Selon le commentaire signé Feuilly dans le texte fourni, que représente surtout la « co-naissance » ?

> [Texte fourni]:

********************

Avez-vous touché le corps de l'être aimé quand la mort est encore neuve, quand elle vient juste de chasser définitivement la vie, quand nous posons une caresse ultime ? A ce moment-là où nous ne pensons plus, s'inscrit, malgré nous une connaissance, (co-naissance), qui nous reviendra, plus tard... car nous étions sur la crête des deux faces de cette vie et nous le sentions, nous aurions pu savoir mais le chagrin nous refusait ce voyage...

Écrit par : Christiane | 07/07/2008

Cette co-naissance est surtout un adieu.

Mais je comprends ce que vouslez dire avec votre grande Chartreuse. Etre relié à quelque chose de plus grand que soi, appartenir à un tout. C'est rassurant, c'est bénéfique même pour l'individu. Mais on se rapproche de la disparition consentie dans le néant.

Écrit par : Feuilly | 07/07/2008

Depuis que vous répondez je suis sensible à l'extrême délicatesse de votre façon de cheminer auprès de la pensée de l'autre. Je ne voudrais pas envahir votre site.Je ne réagis pas toujours volontairement mais il y a vraiment des paroles, des textes qui m'interpellent. Ce que vous écrivez me donne envie, non de répondre, mais de cheminer. vous êtes comme un déclencheur d'écriture. J'ai remarqué que lorsque les com. virent à la querelle politique ou idéologique cela m'intéresse moins. Non, vraiment l'essentiel se situe dans "quelque chose" qui émane des mots que vous écrivez, une sorte d'appel à la langue, une langue qui sonnerait si juste qu'elle ouvrirait une sorte de porte oubliée. J'entre et bientôt je chemine seul, au seuil de ma propre langue et les mots s'ordonnent très rapidement comme s'ils n'attendaient que cela depuis longtemps. C'est seulement après que je m'aperçois qu'on a dialogué en profondeur mais, avant, vous m'avez laissée toute à la joie de découvrir ce que cette langue avait à me dire.

********************

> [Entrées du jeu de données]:
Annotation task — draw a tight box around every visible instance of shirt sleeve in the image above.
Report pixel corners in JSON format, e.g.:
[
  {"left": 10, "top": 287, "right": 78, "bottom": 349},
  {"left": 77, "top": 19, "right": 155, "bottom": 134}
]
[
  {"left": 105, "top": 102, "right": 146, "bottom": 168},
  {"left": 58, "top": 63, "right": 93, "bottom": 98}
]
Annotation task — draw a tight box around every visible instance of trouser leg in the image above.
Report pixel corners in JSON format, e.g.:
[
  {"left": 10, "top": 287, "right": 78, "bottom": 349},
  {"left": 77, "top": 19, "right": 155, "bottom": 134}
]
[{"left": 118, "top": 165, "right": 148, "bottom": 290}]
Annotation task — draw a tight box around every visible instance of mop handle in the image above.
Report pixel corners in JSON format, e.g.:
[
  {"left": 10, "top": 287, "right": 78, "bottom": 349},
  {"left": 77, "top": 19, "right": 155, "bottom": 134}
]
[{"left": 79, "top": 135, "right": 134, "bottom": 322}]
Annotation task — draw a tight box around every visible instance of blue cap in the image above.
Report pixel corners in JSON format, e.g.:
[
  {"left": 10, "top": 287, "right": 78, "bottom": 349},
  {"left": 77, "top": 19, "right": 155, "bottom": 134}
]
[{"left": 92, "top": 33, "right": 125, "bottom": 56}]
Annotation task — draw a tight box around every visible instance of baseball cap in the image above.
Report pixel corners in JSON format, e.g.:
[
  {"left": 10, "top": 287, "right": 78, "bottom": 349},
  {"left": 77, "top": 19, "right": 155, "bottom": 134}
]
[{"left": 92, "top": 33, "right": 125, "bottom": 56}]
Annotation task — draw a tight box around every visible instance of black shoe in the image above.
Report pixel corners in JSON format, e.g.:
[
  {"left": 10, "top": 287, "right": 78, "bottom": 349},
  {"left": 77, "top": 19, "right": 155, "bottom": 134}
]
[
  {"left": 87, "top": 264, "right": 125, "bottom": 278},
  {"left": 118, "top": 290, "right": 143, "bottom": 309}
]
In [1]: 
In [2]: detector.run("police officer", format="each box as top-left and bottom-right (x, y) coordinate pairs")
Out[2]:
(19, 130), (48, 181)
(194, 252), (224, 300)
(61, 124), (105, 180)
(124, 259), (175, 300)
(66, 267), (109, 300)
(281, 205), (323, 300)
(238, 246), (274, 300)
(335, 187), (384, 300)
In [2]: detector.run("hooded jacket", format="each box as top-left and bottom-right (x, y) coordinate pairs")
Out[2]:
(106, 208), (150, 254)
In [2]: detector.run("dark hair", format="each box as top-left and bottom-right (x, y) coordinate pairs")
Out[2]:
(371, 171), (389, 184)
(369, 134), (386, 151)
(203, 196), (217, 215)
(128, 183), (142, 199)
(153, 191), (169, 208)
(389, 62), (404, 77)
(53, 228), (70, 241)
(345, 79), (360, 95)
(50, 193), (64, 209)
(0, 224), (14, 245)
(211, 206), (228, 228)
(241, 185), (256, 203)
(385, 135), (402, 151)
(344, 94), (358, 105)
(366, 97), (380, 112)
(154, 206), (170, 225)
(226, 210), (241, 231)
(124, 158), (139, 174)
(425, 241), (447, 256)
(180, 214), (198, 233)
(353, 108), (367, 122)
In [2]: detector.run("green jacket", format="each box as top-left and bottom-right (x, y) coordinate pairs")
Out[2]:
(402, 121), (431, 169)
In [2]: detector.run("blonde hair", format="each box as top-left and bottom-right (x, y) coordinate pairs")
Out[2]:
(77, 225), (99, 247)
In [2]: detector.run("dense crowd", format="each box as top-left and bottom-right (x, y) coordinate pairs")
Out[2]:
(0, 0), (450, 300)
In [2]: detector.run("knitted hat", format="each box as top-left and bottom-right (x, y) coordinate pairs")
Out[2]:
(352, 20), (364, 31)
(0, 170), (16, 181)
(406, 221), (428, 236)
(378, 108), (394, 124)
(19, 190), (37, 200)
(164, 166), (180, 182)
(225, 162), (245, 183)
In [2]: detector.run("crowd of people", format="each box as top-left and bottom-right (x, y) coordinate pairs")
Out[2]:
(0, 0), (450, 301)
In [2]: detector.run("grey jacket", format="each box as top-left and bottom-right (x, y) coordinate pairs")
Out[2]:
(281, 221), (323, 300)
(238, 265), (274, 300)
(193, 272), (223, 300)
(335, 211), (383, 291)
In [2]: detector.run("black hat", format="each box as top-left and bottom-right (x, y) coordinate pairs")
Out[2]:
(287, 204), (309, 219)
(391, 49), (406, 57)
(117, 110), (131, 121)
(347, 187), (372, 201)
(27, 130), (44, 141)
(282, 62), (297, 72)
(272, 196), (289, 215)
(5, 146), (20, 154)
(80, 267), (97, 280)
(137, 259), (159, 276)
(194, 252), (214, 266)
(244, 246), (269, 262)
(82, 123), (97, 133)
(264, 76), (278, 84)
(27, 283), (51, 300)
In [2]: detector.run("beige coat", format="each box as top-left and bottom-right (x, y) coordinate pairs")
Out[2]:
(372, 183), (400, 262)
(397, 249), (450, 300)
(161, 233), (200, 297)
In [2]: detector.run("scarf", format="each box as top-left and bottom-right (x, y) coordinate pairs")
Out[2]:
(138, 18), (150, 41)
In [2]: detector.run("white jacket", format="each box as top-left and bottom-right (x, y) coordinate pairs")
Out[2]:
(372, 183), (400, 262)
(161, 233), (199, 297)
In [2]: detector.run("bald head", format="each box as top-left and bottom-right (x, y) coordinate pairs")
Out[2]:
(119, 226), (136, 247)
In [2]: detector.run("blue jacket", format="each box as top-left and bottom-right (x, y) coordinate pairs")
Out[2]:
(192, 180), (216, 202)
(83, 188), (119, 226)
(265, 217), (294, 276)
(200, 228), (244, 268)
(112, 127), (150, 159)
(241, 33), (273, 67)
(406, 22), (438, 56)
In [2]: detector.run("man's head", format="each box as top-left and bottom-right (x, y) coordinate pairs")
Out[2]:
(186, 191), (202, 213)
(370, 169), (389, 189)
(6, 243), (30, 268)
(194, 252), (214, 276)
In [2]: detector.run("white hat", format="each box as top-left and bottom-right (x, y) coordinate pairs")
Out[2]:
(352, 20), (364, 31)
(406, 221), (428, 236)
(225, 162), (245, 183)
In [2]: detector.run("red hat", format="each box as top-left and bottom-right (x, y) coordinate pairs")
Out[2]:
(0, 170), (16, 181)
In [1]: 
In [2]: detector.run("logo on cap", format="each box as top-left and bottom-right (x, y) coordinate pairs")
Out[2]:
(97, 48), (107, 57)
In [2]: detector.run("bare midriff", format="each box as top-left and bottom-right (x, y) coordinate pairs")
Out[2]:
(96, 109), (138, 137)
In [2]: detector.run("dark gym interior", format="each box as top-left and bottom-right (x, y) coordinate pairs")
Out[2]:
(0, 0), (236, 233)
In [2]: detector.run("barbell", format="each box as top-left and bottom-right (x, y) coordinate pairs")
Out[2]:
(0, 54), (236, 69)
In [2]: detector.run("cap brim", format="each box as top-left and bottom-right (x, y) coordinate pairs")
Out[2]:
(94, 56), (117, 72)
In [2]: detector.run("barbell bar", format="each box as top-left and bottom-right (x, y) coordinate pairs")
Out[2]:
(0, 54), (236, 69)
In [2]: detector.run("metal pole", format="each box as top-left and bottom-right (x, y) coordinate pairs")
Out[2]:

********************

> [Réponse rédigée]: Elle est surtout un adieu.